### [WORK TO DO]
Would you repeat the lines from the one with "target | warm orange background" through the final line, both included, and nothing else? No pictures belong in the copy.

### [STORED ROWS]
—————
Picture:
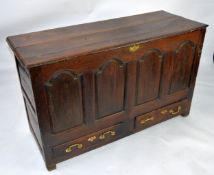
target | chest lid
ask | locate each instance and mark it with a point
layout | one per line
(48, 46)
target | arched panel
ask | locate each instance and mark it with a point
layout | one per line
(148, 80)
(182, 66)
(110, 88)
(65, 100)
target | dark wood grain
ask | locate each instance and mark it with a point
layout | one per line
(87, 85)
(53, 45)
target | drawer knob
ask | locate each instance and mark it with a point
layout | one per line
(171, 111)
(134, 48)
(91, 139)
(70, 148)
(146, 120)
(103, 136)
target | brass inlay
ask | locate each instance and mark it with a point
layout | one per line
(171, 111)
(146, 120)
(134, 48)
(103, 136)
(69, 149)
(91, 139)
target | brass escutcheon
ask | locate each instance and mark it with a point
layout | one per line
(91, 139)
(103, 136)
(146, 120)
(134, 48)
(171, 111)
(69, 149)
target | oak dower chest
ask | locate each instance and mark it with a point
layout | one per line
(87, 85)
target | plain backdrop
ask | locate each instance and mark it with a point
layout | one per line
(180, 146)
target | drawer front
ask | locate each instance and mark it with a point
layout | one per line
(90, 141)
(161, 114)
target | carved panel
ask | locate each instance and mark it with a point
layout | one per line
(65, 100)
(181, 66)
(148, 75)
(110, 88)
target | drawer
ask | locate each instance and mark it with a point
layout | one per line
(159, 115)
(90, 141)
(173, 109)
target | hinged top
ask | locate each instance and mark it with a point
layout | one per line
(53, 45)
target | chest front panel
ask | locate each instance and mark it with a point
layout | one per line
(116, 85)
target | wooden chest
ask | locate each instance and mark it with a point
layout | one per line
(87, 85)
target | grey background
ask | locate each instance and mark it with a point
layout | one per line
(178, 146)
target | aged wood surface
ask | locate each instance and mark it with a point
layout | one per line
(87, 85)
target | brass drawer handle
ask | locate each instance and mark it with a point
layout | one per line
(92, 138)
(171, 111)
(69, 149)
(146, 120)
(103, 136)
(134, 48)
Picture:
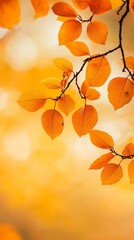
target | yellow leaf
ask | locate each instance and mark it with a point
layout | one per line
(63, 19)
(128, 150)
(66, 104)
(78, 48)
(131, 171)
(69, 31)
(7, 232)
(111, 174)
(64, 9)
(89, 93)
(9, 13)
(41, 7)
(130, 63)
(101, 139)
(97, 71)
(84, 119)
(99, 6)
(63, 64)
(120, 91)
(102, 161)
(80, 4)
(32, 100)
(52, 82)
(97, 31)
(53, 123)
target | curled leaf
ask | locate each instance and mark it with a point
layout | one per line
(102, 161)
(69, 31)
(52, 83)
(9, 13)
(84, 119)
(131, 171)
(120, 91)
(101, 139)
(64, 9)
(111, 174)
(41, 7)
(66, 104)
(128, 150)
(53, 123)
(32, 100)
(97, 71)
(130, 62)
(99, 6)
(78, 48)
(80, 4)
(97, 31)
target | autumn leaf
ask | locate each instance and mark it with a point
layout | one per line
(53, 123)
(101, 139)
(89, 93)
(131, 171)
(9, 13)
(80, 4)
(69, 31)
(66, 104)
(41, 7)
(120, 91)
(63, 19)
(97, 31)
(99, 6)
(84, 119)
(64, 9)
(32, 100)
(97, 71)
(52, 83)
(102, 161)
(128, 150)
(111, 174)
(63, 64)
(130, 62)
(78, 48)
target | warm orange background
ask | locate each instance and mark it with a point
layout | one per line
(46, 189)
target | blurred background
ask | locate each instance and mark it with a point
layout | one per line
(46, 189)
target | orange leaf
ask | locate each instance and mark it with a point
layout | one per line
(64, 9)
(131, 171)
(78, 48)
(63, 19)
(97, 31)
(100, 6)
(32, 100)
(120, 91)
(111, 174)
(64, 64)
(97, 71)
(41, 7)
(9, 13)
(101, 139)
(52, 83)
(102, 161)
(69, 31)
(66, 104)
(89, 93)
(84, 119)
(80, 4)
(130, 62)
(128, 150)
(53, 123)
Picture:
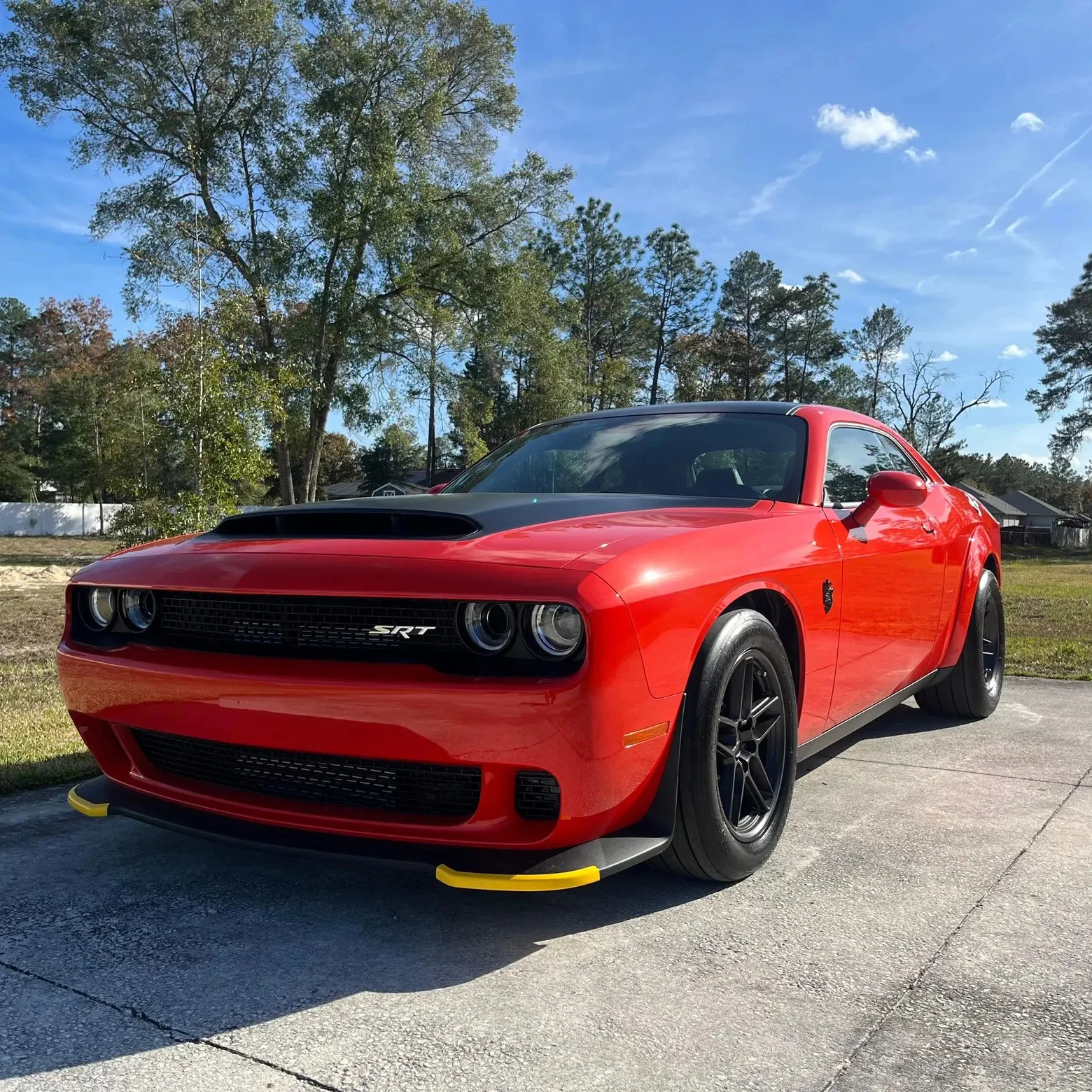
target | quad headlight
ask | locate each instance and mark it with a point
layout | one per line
—————
### [THE SOLUTION]
target | warm orange background
ask | locate each instance and mark it with a point
layout | one per line
(46, 189)
target | blurred background
ask | locate each instance and mark it with a point
layout | one per line
(46, 189)
target | orange leaf
ask | locate each instance and mark it with a point
layout | one per line
(64, 9)
(131, 171)
(78, 48)
(63, 19)
(97, 31)
(100, 6)
(32, 100)
(120, 91)
(111, 174)
(64, 64)
(97, 71)
(41, 7)
(9, 13)
(101, 139)
(52, 83)
(102, 161)
(69, 31)
(66, 104)
(89, 93)
(84, 119)
(80, 4)
(130, 62)
(128, 150)
(53, 123)
Picture:
target | quad headlight
ask | locate each instance and mark it with a point
layout | one per line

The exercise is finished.